=== Section Start ===

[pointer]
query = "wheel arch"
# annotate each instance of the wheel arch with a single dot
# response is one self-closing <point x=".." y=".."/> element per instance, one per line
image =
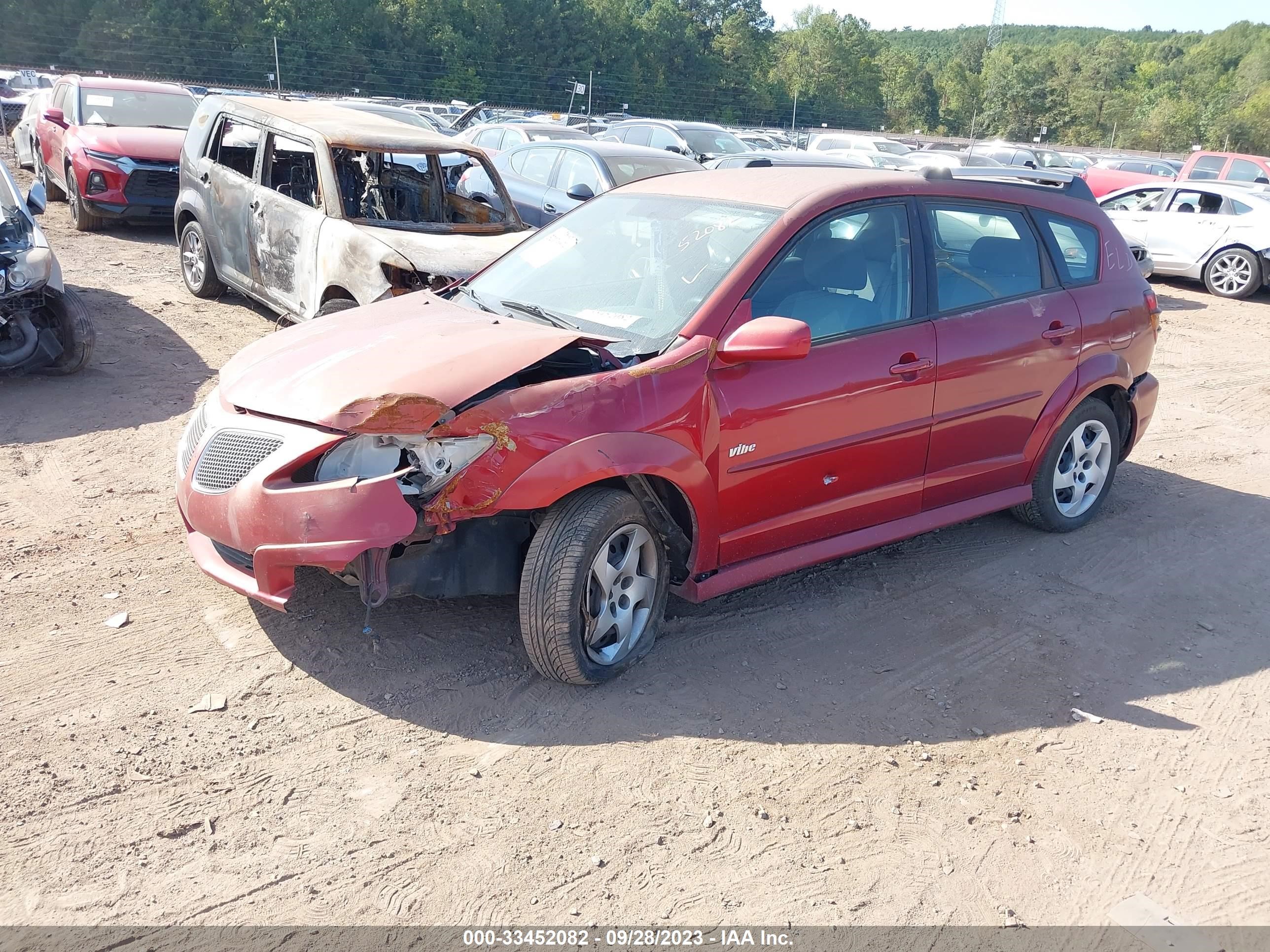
<point x="675" y="474"/>
<point x="336" y="292"/>
<point x="1106" y="376"/>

=== Section End ===

WHAT IS BEING ASKED -> Restate word for word the lines from the one containing "# response is" through the end of the material above, both included, and nothing besides; drop the pictures.

PROBLEM SOLUTION ->
# response is one self-closing <point x=".." y=".."/> element per instance, one per line
image =
<point x="675" y="474"/>
<point x="336" y="292"/>
<point x="1106" y="376"/>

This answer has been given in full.